PASSAGE TO READ
= London Film Critics Circle Awards 2007 =

British film awards ceremony

28th London Film Critics Circle Awards

8 February 2008

----

Film of the Year:

 No Country for Old Men
----

British Film of the Year:

 Control

The 28th London Film Critics Circle Awards, honouring the best in film for 2007, were announced by the London Film Critics Circle on 8 February 2008.

YOUR TASKS
**a)** According to the awards text, which film won British Film of the Year?
**b)** Write out the awards text word for word, starting at the words "British Film of" and stopping after "8 February 2008.".
The material that comes next is separate from the awards text.

RAW DATA
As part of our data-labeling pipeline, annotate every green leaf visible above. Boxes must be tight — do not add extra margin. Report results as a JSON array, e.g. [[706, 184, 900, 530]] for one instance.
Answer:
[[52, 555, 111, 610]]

RESPONSES IN ORDER
**a)** Control

**b)**
British Film of the Year:

 Control

The 28th London Film Critics Circle Awards, honouring the best in film for 2007, were announced by the London Film Critics Circle on 8 February 2008.